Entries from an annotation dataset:
────────
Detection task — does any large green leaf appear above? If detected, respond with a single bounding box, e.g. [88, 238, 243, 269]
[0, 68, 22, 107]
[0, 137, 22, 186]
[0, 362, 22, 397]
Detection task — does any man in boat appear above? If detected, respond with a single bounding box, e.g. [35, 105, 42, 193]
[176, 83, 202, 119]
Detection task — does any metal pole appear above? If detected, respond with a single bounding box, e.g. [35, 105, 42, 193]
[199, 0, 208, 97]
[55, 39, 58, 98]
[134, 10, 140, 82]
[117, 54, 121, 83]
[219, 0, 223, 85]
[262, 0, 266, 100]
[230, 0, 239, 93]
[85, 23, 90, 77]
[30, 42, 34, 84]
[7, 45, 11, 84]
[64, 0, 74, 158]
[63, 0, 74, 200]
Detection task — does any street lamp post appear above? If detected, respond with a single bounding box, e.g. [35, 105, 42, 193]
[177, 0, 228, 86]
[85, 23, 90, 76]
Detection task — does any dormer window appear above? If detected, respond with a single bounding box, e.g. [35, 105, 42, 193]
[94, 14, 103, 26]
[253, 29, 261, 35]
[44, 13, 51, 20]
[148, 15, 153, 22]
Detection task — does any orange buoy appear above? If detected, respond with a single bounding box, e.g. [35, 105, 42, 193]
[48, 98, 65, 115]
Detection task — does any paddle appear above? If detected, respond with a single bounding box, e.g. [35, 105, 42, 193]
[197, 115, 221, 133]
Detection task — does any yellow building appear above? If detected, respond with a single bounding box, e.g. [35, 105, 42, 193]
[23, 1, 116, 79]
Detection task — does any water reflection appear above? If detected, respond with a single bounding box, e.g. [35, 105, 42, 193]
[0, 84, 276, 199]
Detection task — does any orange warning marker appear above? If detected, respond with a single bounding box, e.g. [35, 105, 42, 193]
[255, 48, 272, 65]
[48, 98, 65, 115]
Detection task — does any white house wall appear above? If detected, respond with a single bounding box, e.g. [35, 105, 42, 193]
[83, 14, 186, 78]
────────
Multiply every bounding box coordinate in the answers by 0.4 and round each result to a whole number, with halves rounded up, leaving the requests and their sample boxes unchanged. Write out again only the rows between the line holding "Detection task — does any orange buoy" and the line holding "[23, 1, 116, 79]", inclusive, including the requests.

Detection task — does any orange buoy appear above? If detected, respond with a single bounding box, e.g. [35, 105, 42, 193]
[19, 39, 26, 46]
Detection task — does any paddle appear above? If detected, respond with a single bounding box, e.g. [35, 105, 42, 193]
[79, 46, 88, 53]
Detection task — does any yellow building appear above? If detected, respond with a single bounding box, e.g. [35, 105, 42, 193]
[9, 0, 46, 32]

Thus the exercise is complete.